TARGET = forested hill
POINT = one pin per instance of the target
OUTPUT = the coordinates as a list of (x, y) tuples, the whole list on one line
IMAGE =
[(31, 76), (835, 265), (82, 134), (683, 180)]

########

■ **INSTRUCTIONS TO FOLLOW**: Return the entries above word for word.

■ **ANSWER BOX**:
TARGET = forested hill
POINT = one pin per instance of the target
OUTPUT = the coordinates as a list of (x, y) tuples, the whole list on one line
IMAGE =
[(31, 76), (835, 265), (82, 134), (683, 180)]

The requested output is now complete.